MATERIAL PROVIDED:
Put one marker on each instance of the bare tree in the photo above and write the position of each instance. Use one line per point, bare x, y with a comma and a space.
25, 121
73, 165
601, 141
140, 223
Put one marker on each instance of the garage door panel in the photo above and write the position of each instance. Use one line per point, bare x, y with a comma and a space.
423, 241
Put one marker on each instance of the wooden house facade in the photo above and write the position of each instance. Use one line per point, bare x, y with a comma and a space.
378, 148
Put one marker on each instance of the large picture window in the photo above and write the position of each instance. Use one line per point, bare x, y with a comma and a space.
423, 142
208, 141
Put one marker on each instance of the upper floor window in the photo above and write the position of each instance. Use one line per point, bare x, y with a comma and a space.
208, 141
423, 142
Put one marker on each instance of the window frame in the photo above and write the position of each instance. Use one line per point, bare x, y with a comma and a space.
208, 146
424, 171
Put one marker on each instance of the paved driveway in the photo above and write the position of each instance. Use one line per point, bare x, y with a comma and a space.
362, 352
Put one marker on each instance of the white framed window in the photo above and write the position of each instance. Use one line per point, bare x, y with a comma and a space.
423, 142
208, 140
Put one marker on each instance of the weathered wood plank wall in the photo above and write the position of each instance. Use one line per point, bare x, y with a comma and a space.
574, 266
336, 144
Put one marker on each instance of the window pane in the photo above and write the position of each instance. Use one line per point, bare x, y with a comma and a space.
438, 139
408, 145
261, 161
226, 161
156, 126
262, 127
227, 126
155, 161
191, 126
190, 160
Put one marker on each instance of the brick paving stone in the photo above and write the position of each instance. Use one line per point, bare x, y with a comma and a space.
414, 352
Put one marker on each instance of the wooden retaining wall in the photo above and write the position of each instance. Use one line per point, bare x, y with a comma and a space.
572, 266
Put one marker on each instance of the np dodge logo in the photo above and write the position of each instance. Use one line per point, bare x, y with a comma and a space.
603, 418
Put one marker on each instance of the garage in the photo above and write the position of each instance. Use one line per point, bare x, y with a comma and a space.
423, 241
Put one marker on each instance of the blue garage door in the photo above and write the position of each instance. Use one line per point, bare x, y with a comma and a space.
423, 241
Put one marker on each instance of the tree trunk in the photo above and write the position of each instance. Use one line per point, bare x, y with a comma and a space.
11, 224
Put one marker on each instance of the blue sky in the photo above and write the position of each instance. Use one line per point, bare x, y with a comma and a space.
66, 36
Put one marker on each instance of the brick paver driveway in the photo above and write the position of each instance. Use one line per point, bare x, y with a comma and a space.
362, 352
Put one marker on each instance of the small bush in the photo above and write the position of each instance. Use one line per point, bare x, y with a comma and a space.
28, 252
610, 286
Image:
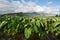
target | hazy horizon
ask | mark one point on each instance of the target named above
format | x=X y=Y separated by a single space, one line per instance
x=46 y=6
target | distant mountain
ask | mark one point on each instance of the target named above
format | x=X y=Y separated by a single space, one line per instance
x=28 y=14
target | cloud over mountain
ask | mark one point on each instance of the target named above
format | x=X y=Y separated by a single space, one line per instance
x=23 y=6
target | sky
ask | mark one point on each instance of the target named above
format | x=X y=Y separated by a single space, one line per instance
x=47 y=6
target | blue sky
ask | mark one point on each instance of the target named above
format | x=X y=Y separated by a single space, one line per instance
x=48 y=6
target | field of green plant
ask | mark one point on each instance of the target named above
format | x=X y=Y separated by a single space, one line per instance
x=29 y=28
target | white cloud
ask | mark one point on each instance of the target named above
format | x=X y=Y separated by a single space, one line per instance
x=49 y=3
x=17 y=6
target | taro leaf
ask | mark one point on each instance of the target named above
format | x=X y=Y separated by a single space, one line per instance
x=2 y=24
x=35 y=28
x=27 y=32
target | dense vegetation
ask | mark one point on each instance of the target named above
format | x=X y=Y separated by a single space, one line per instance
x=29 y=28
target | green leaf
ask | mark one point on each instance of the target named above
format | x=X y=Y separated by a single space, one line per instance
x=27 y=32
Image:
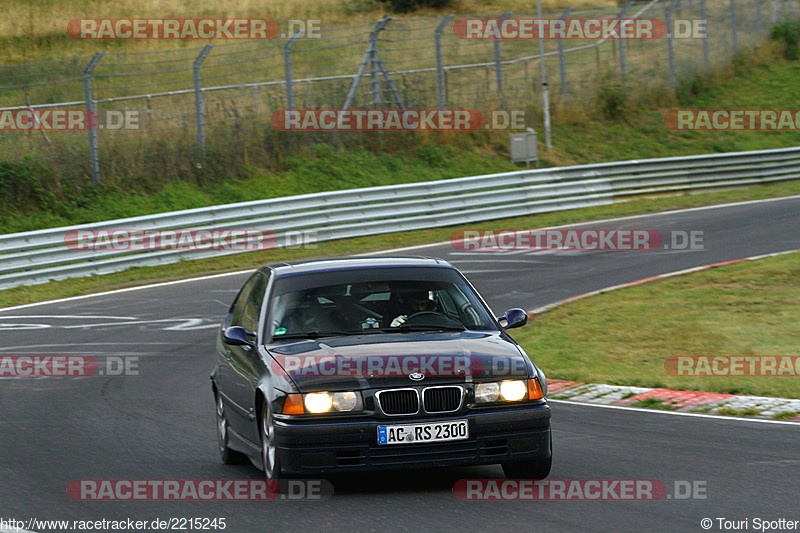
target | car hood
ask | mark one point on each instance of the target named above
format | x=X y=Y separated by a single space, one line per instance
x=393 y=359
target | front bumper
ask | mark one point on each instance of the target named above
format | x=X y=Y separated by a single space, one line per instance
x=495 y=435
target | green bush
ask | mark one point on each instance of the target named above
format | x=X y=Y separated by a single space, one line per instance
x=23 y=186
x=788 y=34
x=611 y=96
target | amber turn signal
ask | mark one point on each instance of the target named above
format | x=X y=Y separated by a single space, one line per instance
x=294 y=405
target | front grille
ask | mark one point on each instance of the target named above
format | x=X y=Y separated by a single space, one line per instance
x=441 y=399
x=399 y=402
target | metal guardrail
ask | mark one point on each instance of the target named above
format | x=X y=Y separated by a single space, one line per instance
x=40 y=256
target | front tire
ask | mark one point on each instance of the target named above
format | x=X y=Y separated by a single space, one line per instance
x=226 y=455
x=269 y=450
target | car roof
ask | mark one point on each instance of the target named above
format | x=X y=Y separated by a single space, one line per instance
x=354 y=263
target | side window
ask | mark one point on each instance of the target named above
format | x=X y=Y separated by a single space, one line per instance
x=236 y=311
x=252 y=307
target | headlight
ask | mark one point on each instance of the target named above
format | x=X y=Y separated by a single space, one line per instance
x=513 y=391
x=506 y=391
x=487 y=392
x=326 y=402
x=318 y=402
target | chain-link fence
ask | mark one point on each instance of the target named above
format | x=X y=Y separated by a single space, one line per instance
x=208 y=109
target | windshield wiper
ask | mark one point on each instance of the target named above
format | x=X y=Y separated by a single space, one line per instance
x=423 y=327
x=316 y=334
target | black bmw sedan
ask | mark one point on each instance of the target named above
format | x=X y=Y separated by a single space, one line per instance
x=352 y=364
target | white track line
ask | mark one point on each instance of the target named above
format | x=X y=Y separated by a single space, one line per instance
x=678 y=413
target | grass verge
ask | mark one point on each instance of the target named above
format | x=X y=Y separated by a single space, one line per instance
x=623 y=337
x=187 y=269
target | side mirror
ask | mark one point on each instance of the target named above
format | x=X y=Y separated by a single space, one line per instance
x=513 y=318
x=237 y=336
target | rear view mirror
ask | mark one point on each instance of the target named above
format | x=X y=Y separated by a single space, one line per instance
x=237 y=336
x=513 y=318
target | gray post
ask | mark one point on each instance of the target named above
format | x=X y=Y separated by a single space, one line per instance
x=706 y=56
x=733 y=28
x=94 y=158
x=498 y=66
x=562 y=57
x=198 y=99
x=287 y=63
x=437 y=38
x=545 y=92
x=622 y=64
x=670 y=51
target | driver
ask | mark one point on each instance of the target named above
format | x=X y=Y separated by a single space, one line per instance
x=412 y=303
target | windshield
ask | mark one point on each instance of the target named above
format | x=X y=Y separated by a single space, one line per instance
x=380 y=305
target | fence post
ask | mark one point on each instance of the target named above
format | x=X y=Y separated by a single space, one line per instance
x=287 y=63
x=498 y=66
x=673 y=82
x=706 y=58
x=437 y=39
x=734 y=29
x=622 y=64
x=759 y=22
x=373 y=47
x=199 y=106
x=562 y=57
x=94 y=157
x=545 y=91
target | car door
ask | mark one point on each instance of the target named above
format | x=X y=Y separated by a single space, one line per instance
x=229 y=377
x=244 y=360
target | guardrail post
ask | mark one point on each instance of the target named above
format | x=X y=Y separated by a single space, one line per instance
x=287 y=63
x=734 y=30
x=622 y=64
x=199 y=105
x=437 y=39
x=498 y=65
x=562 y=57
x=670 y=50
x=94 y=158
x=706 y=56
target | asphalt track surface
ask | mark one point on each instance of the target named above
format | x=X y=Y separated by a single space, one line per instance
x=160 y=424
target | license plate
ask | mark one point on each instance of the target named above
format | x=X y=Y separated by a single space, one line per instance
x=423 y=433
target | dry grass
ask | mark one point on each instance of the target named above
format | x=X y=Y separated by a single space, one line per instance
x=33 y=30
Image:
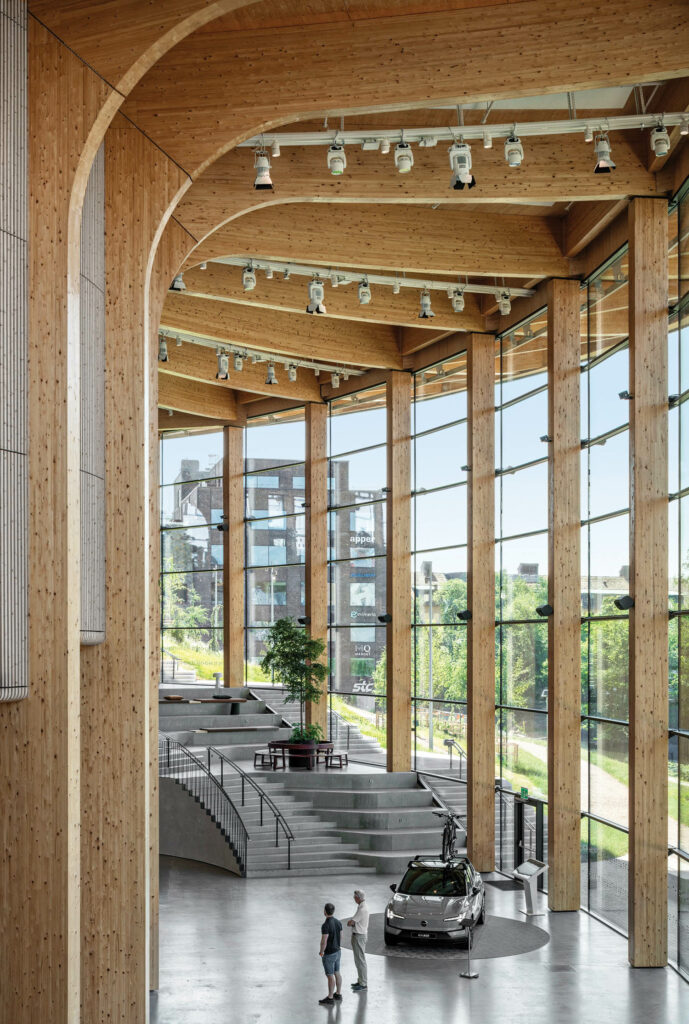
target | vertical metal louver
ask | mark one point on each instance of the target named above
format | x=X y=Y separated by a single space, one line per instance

---

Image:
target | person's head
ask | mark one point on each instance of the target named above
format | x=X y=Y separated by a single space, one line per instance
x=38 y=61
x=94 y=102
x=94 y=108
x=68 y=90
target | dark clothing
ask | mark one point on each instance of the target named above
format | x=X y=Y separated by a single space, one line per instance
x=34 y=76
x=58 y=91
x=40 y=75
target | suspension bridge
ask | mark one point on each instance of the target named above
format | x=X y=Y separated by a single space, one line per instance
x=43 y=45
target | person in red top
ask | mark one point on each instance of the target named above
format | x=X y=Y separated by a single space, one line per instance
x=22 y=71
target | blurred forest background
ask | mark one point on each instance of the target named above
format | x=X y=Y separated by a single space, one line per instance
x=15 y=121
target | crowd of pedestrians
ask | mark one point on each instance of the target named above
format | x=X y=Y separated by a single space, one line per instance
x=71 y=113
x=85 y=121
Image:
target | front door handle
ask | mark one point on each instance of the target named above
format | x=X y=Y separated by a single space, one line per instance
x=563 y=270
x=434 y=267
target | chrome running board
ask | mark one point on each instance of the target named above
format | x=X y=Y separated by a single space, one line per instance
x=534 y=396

...

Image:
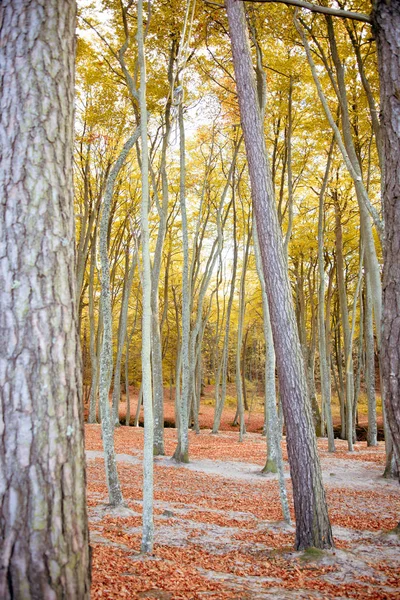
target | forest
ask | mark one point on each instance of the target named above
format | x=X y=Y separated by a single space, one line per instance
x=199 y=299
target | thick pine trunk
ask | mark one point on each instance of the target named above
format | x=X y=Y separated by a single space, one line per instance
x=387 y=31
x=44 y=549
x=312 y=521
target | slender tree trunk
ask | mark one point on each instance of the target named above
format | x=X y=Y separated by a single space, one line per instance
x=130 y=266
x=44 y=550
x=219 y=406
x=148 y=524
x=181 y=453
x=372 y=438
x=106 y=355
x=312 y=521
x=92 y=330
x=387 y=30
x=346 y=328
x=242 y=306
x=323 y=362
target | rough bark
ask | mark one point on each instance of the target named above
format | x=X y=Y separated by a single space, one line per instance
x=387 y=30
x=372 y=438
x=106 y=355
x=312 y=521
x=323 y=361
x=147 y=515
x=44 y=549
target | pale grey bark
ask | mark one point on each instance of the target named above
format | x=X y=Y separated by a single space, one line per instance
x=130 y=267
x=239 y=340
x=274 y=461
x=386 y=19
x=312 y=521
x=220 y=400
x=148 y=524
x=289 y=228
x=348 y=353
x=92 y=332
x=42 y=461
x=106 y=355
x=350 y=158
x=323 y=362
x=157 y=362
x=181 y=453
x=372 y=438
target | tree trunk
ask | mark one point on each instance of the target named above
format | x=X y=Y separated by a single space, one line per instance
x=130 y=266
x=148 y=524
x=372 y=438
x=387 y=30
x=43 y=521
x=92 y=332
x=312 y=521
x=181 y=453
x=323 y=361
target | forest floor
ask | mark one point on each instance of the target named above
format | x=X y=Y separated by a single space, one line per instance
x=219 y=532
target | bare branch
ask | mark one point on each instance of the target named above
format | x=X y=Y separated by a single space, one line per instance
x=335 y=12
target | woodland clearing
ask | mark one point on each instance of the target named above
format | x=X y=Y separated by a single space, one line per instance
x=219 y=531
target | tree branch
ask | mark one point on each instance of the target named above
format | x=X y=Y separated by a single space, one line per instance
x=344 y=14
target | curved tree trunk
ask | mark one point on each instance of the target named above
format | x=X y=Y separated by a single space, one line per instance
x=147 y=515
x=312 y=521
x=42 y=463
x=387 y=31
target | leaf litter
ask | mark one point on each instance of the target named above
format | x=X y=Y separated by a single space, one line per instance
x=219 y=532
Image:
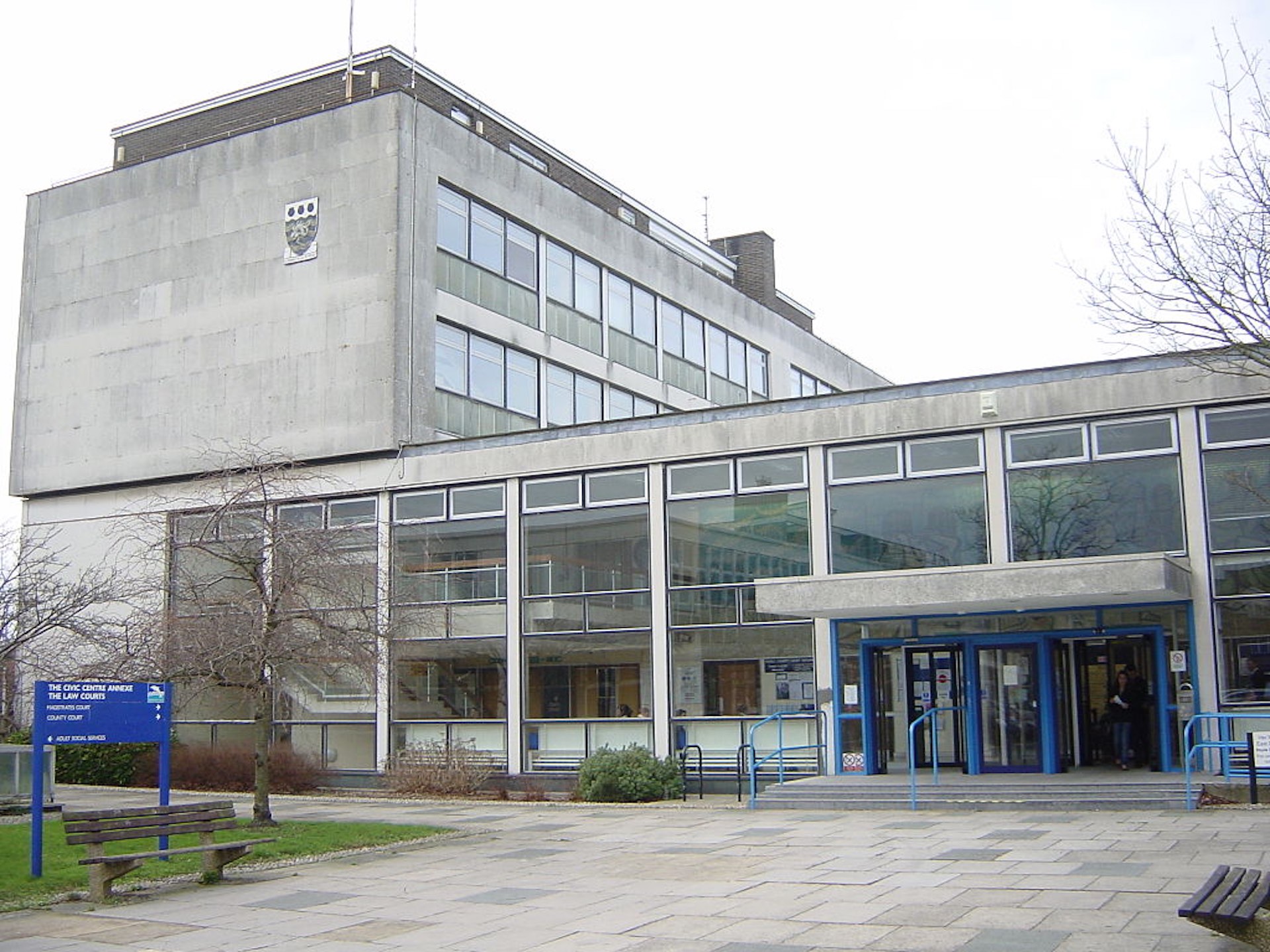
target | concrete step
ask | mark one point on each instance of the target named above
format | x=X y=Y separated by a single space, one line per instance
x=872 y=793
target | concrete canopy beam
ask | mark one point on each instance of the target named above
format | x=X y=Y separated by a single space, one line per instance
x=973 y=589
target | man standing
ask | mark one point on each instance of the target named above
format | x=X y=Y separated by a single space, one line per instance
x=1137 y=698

PROBLEM: Copy the rows above, from the line with "target | blue sky" up to and including the line with "x=495 y=435", leaving the pictures out.

EXERCISE RESPONSE:
target | blue sky
ask | mark one point on each instance of the target named above
format | x=X y=Y separated by a single space, one line per instance
x=48 y=6
target | field of green plant
ask | mark one point on each instance of the target named above
format | x=X y=Y separated by a single space, one line per instance
x=29 y=28
target | white cloud
ask | mark one point on each instance of the target named above
format | x=X y=Y separated by a single space, one line per instance
x=49 y=3
x=17 y=6
target | taro leaf
ask | mark one point on each instance of the target named above
format | x=X y=Y separated by a single space, one line per instance
x=2 y=24
x=35 y=28
x=27 y=32
target | dense vegetation
ask | mark one point on each instance of the target named above
format | x=X y=Y separated by a single space, one line per instance
x=29 y=28
target | green leaf
ask | mark one point on each instance of the target named above
format | x=X y=Y separated by a single space, one line per instance
x=27 y=32
Image:
target | car hood
ask | mark one point on each instance of the target named above
format | x=X y=Y separated by a single space, one line per instance
x=393 y=359
target | front bumper
ask | mark one point on each instance of the target named above
format | x=X y=Y separated by a single space, one line per instance
x=495 y=435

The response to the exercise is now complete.